Restate the listing below word for word, pictures excluded.

------------------------------------

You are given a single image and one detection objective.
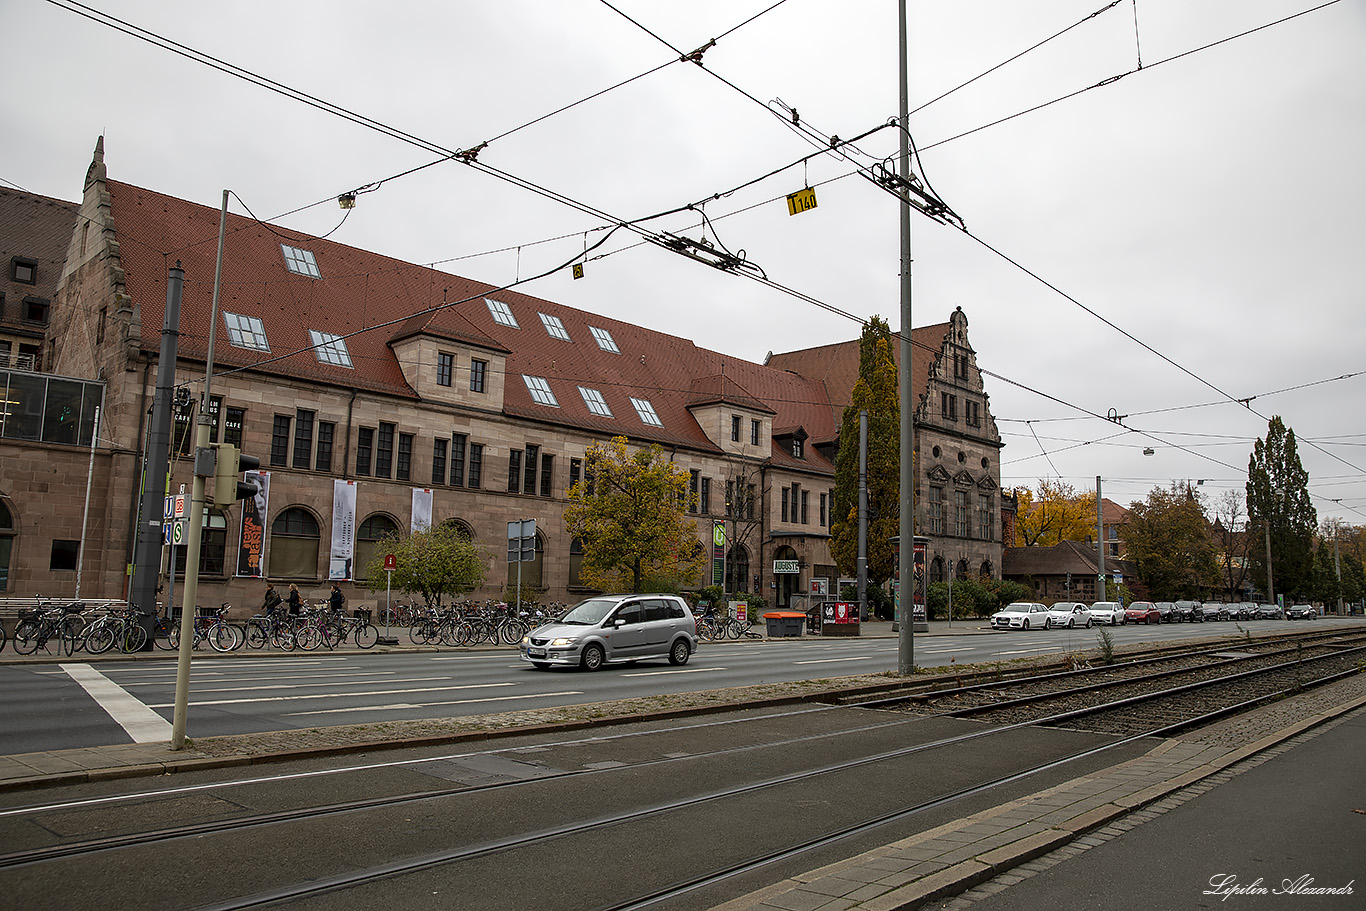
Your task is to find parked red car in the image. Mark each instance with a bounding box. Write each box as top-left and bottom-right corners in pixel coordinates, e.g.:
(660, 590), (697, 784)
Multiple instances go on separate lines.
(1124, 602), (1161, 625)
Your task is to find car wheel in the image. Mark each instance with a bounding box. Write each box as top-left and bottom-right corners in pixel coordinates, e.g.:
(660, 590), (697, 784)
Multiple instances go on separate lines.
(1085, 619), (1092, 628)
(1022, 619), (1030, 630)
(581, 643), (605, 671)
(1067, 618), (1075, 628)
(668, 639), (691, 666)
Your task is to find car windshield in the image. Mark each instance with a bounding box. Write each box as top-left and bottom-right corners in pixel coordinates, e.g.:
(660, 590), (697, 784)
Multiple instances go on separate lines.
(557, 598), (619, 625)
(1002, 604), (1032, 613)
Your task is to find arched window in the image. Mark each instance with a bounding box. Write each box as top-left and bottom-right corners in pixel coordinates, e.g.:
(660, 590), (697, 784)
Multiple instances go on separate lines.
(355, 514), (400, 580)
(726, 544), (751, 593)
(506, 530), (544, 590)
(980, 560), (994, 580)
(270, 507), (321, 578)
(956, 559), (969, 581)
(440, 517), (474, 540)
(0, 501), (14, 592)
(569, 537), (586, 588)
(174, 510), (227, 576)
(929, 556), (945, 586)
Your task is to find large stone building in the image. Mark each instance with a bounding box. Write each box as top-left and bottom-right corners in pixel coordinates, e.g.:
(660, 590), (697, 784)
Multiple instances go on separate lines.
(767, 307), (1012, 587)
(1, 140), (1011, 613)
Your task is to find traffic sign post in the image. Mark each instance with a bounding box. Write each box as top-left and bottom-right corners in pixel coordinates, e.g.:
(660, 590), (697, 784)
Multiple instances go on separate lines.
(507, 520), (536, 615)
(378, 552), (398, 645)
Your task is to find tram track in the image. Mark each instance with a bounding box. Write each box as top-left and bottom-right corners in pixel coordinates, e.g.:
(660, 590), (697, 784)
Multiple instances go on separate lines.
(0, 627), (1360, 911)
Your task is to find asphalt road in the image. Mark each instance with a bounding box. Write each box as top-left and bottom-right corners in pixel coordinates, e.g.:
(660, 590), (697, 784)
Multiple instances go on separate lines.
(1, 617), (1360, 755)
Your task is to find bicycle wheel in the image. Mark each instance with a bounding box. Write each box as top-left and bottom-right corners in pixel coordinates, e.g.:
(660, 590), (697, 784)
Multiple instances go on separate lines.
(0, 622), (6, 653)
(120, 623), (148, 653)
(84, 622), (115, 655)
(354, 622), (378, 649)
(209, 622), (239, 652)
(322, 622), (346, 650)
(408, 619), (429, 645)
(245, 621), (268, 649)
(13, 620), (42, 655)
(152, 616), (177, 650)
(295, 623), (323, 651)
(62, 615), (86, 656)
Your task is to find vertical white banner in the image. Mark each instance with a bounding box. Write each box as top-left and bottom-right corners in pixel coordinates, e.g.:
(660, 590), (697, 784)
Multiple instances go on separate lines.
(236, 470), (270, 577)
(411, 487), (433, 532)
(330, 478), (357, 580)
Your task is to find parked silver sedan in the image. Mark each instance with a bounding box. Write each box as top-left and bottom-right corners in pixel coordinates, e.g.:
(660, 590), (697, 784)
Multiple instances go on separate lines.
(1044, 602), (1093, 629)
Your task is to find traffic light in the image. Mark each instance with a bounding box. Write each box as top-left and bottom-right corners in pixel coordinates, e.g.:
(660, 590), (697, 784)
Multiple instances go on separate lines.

------------------------------------

_Solution for this task_.
You are given a single image and one detection objective.
Your task is to find parked red car in the image. Mark each instance with a bounding box. Write each box as top-left and bottom-right corners in pixel coordinates, e.g.:
(660, 590), (697, 784)
Multiple instances go on separate lines.
(1124, 602), (1161, 625)
Your task is to find car wheel in the image. Mark each instance with a bounding box. Write each box as top-left and bottom-right corners in pixel coordinates, e.g.:
(660, 590), (697, 784)
Multiple instances go on separate lines.
(1085, 619), (1092, 628)
(1022, 619), (1030, 630)
(581, 643), (605, 671)
(1067, 618), (1075, 628)
(668, 639), (691, 666)
Your task is to find car windshield in the image. Mark each instance with a bounding box. Write each box as top-left and bottom-right corners in pixel coordinates, e.g.:
(660, 590), (697, 784)
Multiple instances go on separate lines.
(557, 598), (619, 625)
(1002, 604), (1032, 613)
Your task is to find arched window in the image. Mark each instance with a bounding box. Write each box as top-left and bottom-right corners in pixel coordinates, e.g.:
(660, 590), (697, 784)
Multiple instances go on separate lines.
(355, 514), (400, 580)
(726, 544), (751, 593)
(506, 530), (544, 590)
(980, 560), (994, 580)
(270, 507), (321, 578)
(956, 559), (969, 581)
(440, 517), (474, 540)
(0, 501), (14, 592)
(569, 537), (586, 588)
(174, 510), (227, 576)
(929, 556), (945, 586)
Your task is to find large stone building in the image. Mark each instance with a bounding box. Write each box as top-left and bottom-right corners in pixel coordinates, e.g.:
(660, 590), (697, 784)
Multiple instances go on separate lines.
(767, 307), (1012, 587)
(1, 140), (1011, 613)
Your task is to find traffic sign post in the image. Mark each instance with a bounding box. Write each box as top-left and bottom-right corners in pixel coordinates, e.g.:
(660, 590), (697, 784)
Multiple instances go on separate lines.
(507, 520), (536, 615)
(378, 552), (398, 645)
Your task is to find tram track in the image. Mark each instance with a bounding box. Write each box as top-left and bottom-right corners in pixel coordinates, e.g.:
(660, 590), (697, 784)
Multiple instances go on separate lines.
(0, 627), (1360, 911)
Your task is to find asphalt road in the image. Mark each instance with a bounding box. Write each box as top-left and bottom-right corners in pixel coordinates, e.g.:
(660, 590), (697, 784)
Multiple instances go on separate lines.
(1, 617), (1360, 755)
Your task is to find bicycle wheel in the image. Mark each instance with a bounding box. Write each box as top-left and bottom-right corners in pixel coordinates, e.g.:
(660, 590), (697, 784)
Multiple instances go on separate lines.
(0, 622), (6, 653)
(120, 623), (148, 653)
(84, 622), (115, 655)
(354, 622), (378, 649)
(209, 622), (239, 652)
(322, 622), (346, 650)
(408, 619), (429, 645)
(245, 621), (268, 649)
(13, 620), (42, 655)
(152, 616), (177, 650)
(295, 623), (323, 651)
(62, 615), (86, 656)
Your task is to find vertical white banner in the image. Mark each instance with a bounding box. Write each box as top-left and bottom-right corners in pixel coordinates, e.g.:
(660, 590), (697, 784)
Multiple instances go on separate lines.
(236, 470), (270, 577)
(411, 487), (433, 532)
(330, 478), (357, 580)
Your task is to find parked silver sedan in the image. Mark each instance with a bounding box. Write each box as top-left and bottom-right corners in pixel coordinates, e.g.:
(660, 590), (697, 784)
Multiple instances go on separate lines.
(1044, 602), (1093, 629)
Your task is to find traffic light in the image. Mark each instance with a bounding box. Write each box as top-left and bottom-right corners in pixel coordinates, e.g.:
(660, 590), (697, 784)
Multiple instances go on separate lines.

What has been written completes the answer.